■ **WHAT IS ASKED**
Turn every line of the records below into a numbered list, leaving out any blank lines.

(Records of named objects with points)

○ ○ ○ ○ ○

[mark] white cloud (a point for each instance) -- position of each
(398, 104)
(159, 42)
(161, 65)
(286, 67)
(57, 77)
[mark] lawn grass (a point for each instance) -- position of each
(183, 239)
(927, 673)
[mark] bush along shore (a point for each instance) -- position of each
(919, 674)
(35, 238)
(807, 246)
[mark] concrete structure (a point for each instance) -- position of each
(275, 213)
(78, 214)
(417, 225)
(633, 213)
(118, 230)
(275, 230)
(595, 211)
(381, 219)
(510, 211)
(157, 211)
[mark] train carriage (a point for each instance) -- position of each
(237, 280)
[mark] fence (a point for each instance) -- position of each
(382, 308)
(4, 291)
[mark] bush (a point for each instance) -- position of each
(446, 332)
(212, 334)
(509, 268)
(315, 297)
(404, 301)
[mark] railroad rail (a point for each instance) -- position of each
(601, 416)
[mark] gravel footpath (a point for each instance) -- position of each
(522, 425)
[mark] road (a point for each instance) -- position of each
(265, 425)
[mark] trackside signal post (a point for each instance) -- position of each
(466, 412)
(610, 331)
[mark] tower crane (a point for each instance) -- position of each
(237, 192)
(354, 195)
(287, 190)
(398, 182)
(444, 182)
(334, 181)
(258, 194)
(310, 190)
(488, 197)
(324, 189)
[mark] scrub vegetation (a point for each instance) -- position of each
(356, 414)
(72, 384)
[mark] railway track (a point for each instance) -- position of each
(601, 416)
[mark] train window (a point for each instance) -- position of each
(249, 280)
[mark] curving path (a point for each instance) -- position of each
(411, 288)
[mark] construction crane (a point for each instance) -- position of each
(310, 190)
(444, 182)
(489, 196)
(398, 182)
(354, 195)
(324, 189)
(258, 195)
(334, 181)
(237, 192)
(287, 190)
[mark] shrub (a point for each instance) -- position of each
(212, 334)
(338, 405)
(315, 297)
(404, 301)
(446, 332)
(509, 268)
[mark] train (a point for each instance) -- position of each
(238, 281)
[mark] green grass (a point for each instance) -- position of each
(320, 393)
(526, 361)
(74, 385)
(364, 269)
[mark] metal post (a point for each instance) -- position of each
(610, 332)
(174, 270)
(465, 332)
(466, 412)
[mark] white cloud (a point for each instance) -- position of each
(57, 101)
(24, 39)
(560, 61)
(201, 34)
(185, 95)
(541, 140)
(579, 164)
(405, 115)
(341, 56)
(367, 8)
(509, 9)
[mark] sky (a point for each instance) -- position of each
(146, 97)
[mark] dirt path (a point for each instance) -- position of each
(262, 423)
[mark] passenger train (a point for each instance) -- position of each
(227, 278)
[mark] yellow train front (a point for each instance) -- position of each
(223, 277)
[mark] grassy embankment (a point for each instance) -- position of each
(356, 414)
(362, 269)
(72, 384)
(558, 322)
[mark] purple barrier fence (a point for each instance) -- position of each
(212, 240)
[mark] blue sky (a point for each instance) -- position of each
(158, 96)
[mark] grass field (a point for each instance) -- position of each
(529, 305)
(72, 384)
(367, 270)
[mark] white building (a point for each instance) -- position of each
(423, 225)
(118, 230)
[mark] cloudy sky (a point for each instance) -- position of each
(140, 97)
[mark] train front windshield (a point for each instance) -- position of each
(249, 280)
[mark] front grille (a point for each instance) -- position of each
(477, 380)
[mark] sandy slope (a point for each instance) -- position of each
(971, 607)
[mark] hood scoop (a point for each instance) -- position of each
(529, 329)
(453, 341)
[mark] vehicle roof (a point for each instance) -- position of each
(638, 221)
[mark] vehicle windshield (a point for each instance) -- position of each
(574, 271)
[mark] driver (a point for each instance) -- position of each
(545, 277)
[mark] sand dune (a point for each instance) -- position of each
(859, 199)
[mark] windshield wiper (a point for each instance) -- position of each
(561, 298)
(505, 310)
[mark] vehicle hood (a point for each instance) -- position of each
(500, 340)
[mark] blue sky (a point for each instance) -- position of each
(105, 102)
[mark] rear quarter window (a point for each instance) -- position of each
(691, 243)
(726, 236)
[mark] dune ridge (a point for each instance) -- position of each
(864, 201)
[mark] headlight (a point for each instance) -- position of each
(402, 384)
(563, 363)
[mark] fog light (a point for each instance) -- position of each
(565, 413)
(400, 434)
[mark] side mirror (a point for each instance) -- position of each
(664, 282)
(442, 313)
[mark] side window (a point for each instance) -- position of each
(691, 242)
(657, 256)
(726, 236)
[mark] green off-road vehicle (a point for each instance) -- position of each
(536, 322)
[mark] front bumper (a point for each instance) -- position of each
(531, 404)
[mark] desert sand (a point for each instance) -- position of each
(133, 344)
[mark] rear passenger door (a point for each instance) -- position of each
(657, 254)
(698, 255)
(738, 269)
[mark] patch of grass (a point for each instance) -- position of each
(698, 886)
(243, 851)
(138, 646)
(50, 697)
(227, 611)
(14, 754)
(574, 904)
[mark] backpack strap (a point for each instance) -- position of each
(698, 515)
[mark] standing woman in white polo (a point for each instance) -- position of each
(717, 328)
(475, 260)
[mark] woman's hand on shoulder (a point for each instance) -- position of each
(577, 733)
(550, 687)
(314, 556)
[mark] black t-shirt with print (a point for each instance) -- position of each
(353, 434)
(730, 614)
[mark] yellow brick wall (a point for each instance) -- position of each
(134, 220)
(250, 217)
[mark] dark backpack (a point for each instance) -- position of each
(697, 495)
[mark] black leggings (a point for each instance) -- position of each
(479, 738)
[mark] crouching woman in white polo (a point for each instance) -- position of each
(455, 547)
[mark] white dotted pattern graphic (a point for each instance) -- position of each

○ ○ ○ ○ ○

■ **WRITTEN RESPONSE**
1. [mark] white cloud (a point for each instance) -- position of each
2. (398, 104)
3. (159, 42)
4. (161, 65)
5. (286, 67)
6. (57, 77)
7. [mark] lawn grass (a point for each instance) -- position of each
8. (183, 239)
9. (927, 673)
10. [mark] bush along shore (a point for each instance) -- position of each
11. (919, 674)
12. (35, 238)
13. (807, 246)
14. [mark] concrete structure (a point for each instance) -- position of each
15. (275, 213)
16. (78, 214)
17. (417, 225)
18. (633, 213)
19. (118, 230)
20. (275, 230)
21. (595, 211)
22. (381, 219)
23. (510, 211)
24. (157, 211)
25. [mark] train carriage (a point for each instance) -- position of each
26. (237, 280)
27. [mark] fence (a point for each instance) -- position of each
28. (382, 308)
29. (4, 291)
30. [mark] bush (a point for each instance) -- position of each
31. (446, 332)
32. (212, 334)
33. (509, 268)
34. (315, 297)
35. (404, 301)
36. [mark] railroad rail (a point for each instance) -- position of each
37. (601, 416)
38. [mark] gravel footpath (a point for each instance) -- position of each
39. (522, 425)
40. [mark] road (a point for each instance) -- position of each
41. (265, 425)
42. [mark] trackside signal post (a point for each instance) -- position of each
43. (466, 412)
44. (610, 331)
45. [mark] tower crane (a point for each instance) -- position of each
46. (237, 192)
47. (354, 195)
48. (287, 190)
49. (398, 182)
50. (444, 182)
51. (334, 181)
52. (258, 194)
53. (310, 190)
54. (488, 197)
55. (324, 189)
56. [mark] scrub vegetation (a point for each instance) -- position of each
57. (356, 414)
58. (72, 384)
59. [mark] railway track (a point for each instance) -- position of each
60. (601, 416)
61. [mark] train window (a point for each instance) -- position of each
62. (249, 280)
63. [mark] curving path (a point for each instance) -- position of each
64. (411, 288)
65. [mark] construction crane (a point for each instance) -- position of each
66. (310, 190)
67. (444, 182)
68. (489, 196)
69. (398, 182)
70. (354, 195)
71. (324, 189)
72. (258, 195)
73. (334, 181)
74. (237, 192)
75. (287, 190)
76. [mark] shrub (a point for each instance) -- position of each
77. (212, 334)
78. (338, 405)
79. (315, 297)
80. (404, 301)
81. (446, 332)
82. (509, 268)
83. [mark] train (a point for each instance) -- position of each
84. (238, 281)
85. [mark] green grass (a point for each instance) -- position of each
86. (320, 393)
87. (526, 361)
88. (74, 385)
89. (364, 269)
90. [mark] metal post (a point for each instance) -- position of each
91. (610, 332)
92. (174, 270)
93. (465, 332)
94. (466, 412)
95. [mark] white cloud (a point for each instance) -- position of each
96. (57, 101)
97. (24, 39)
98. (560, 61)
99. (201, 34)
100. (185, 95)
101. (541, 140)
102. (579, 164)
103. (405, 115)
104. (341, 56)
105. (367, 8)
106. (509, 9)
107. [mark] sky (a point for each instance) -- position of each
108. (146, 97)
109. [mark] dirt path (a point for each instance) -- position of each
110. (262, 423)
111. [mark] passenger train (a point for each instance) -- position of each
112. (227, 278)
113. [mark] yellow train front (a point for each instance) -- position of each
114. (223, 277)
115. [mark] grassy embankment (a point for each instance) -- position of each
116. (356, 414)
117. (362, 269)
118. (72, 384)
119. (558, 322)
120. [mark] purple barrier fence (a point for each instance) -- position of each
121. (212, 240)
122. [mark] blue sky (a point for each instance) -- position of each
123. (158, 96)
124. [mark] grass field (a point for each instance) -- position of each
125. (529, 305)
126. (72, 384)
127. (367, 270)
128. [mark] white building (a point for each instance) -- position of each
129. (423, 225)
130. (118, 230)
131. [mark] cloudy sky (a point for each instance) -- position of each
132. (140, 97)
133. [mark] train front windshield (a point for each instance) -- position of each
134. (249, 280)
135. [mark] front grille (a point for each instance) -- position of each
136. (477, 380)
137. [mark] sandy slope (a point for each instance) -- position of each
138. (971, 607)
139. [mark] hood scoop (a point for each instance) -- position of each
140. (529, 329)
141. (453, 341)
142. [mark] vehicle roof (a point for each instance) -- position of each
143. (638, 221)
144. [mark] vehicle windshield (a point for each instance) -- position of each
145. (574, 271)
146. [mark] driver (a point for each instance) -- position of each
147. (545, 277)
148. [mark] sand dune (a point for each instance) -- position of each
149. (859, 199)
150. [mark] windshield wiper (a point for each instance) -- position of each
151. (561, 298)
152. (505, 310)
153. [mark] vehicle hood (a point for each instance) -- position of each
154. (500, 340)
155. [mark] blue sky (a point for each instance) -- position of each
156. (105, 102)
157. [mark] rear quarter window (a point for each instance) -- position of each
158. (691, 243)
159. (726, 236)
160. [mark] dune ridge (a point for each instance) -- position of each
161. (864, 201)
162. [mark] headlight (a point for each instance) -- position of each
163. (402, 384)
164. (563, 363)
165. [mark] fog light (a point for each instance) -- position of each
166. (565, 413)
167. (400, 434)
168. [mark] side mirror (a point for each instance) -- position of each
169. (664, 282)
170. (442, 313)
171. [mark] side window (a point for each instance) -- position of each
172. (691, 242)
173. (657, 256)
174. (726, 236)
175. [mark] green off-road vehicle (a point for each instance) -- position of each
176. (536, 322)
177. [mark] front bumper (a point for each instance) -- position of each
178. (531, 404)
179. [mark] desert sand (a point for each instance) -- position of each
180. (133, 344)
181. [mark] rear passenger door (a point for each instance) -- position of each
182. (657, 254)
183. (698, 255)
184. (738, 269)
185. [mark] patch of grass (a point for each instance) -- position of each
186. (698, 886)
187. (243, 851)
188. (138, 646)
189. (50, 697)
190. (227, 611)
191. (14, 754)
192. (574, 904)
193. [mark] backpack strap (a point for each instance) -- position of each
194. (698, 515)
195. [mark] standing woman in white polo (a point for each instance) -- position of each
196. (717, 328)
197. (475, 260)
198. [mark] woman's hand on shoulder (a point for each instance) -- position of each
199. (577, 733)
200. (550, 687)
201. (314, 556)
202. [mark] black t-shirt with print (a point for each instance) -- position of each
203. (353, 434)
204. (730, 614)
205. [mark] yellow brick wall (a point for each instance) -- position of each
206. (134, 220)
207. (250, 217)
208. [mark] dark backpack (a point for each instance) -- position of each
209. (697, 495)
210. [mark] black leggings (a point for each instance) -- position of each
211. (479, 738)
212. [mark] crouching woman in white polo (a point for each instance) -- position of each
213. (455, 547)
214. [mark] white dotted pattern graphic (a point for each instance) -- position of each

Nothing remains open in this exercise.